Required action >> Take the line with "Tag the front" and every line after it in the data. Transcribe them exactly, through the last.

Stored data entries
--- START ---
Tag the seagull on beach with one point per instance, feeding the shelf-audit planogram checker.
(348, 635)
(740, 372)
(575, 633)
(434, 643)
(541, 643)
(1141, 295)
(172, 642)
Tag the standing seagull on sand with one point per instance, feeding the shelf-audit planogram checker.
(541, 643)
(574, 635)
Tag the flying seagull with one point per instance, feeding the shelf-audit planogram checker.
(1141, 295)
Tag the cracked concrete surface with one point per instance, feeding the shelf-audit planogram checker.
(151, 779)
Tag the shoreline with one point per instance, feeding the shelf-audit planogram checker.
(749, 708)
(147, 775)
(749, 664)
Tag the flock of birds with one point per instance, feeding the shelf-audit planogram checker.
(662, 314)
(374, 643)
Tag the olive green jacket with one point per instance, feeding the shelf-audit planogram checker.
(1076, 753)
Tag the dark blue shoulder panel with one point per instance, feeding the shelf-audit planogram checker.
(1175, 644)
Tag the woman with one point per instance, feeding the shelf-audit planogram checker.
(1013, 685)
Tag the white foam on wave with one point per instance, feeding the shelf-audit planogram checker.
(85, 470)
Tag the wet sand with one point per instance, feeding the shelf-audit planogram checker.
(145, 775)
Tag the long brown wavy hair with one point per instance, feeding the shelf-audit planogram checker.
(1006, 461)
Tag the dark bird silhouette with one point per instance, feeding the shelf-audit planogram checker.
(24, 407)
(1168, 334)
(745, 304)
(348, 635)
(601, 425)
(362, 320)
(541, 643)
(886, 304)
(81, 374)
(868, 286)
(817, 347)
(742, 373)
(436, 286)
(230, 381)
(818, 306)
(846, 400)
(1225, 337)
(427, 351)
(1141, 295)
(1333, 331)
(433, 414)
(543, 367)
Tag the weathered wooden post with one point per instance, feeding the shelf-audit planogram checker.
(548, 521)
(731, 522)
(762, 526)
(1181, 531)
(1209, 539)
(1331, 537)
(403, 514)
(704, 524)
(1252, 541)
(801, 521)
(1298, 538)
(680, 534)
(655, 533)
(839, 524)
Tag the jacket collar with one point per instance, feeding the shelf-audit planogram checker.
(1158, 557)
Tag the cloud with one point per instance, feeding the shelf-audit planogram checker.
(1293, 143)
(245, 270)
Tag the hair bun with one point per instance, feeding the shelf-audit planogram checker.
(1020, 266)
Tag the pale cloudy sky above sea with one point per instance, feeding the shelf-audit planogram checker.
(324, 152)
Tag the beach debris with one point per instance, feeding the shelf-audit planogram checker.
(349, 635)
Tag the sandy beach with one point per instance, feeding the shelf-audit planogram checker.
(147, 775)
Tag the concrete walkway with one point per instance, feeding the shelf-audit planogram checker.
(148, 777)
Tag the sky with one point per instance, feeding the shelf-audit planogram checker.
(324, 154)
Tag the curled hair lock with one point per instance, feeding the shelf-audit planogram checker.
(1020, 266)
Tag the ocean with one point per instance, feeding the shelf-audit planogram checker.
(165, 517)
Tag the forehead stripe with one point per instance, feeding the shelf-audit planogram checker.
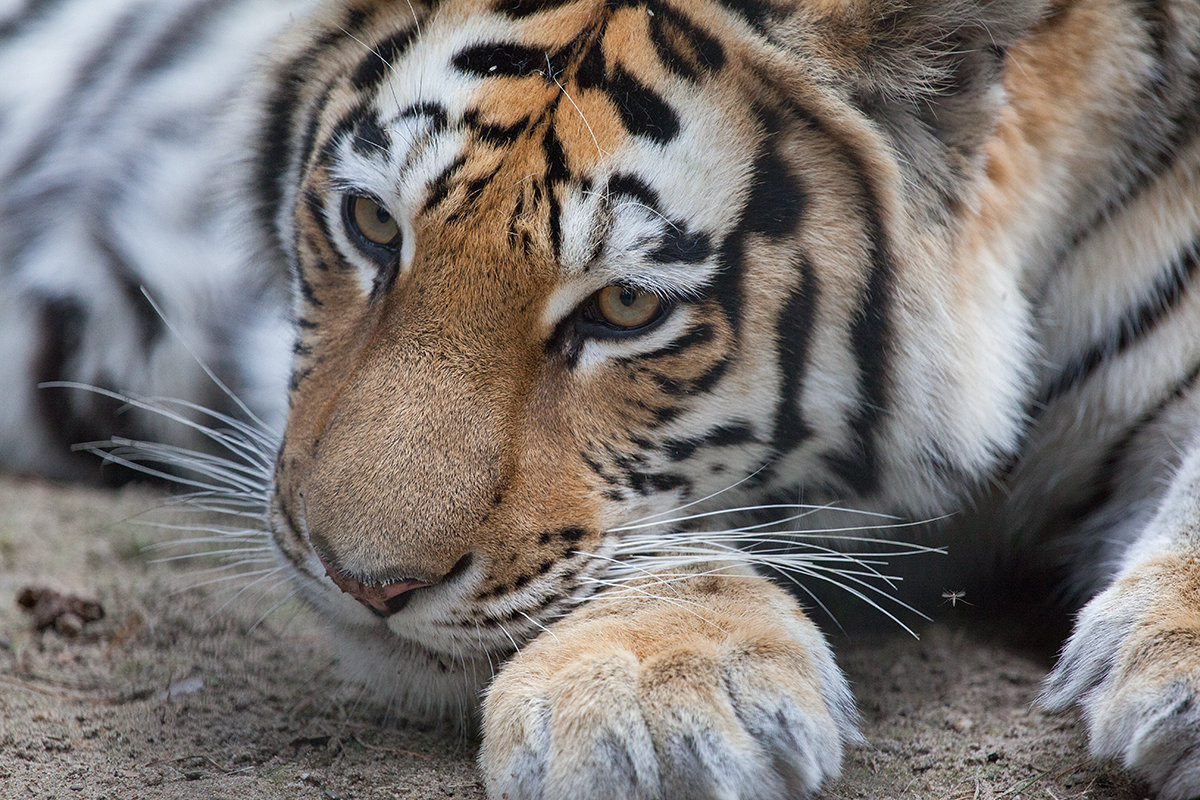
(382, 58)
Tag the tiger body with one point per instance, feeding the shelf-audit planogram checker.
(567, 276)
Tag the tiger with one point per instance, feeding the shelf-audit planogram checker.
(528, 302)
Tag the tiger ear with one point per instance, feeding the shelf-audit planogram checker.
(927, 71)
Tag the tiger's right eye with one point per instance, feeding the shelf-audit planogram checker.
(371, 227)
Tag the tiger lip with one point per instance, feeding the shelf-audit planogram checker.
(382, 599)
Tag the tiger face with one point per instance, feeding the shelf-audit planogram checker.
(567, 266)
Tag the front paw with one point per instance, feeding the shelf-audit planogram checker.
(1133, 665)
(631, 699)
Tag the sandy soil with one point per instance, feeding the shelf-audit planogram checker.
(191, 693)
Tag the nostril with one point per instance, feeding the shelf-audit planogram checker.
(383, 599)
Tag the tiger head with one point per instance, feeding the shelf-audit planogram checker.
(564, 266)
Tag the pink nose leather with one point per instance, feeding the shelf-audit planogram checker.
(382, 599)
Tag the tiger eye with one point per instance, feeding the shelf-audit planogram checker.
(628, 307)
(373, 222)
--- END ---
Your response >>
Tag the front paw with one point per instance, feeding the shelf-audit planogram checker.
(1133, 665)
(631, 699)
Tag the sandy soil with one point per instance, feeding the shelf-audit planogram checker.
(191, 693)
Tag the nostril with one point per instance, feeding the shelf-audit planogram checker.
(383, 599)
Tag the tiger head with one point per instance, feeding the shelf-audit planogram checker.
(564, 266)
Tag the pink nose leather with one point per instance, feeding the shelf-audit planogram checker.
(382, 599)
Tag the tiger eye with one point per instance, feeding the shelf-audit planogram checker.
(628, 307)
(373, 222)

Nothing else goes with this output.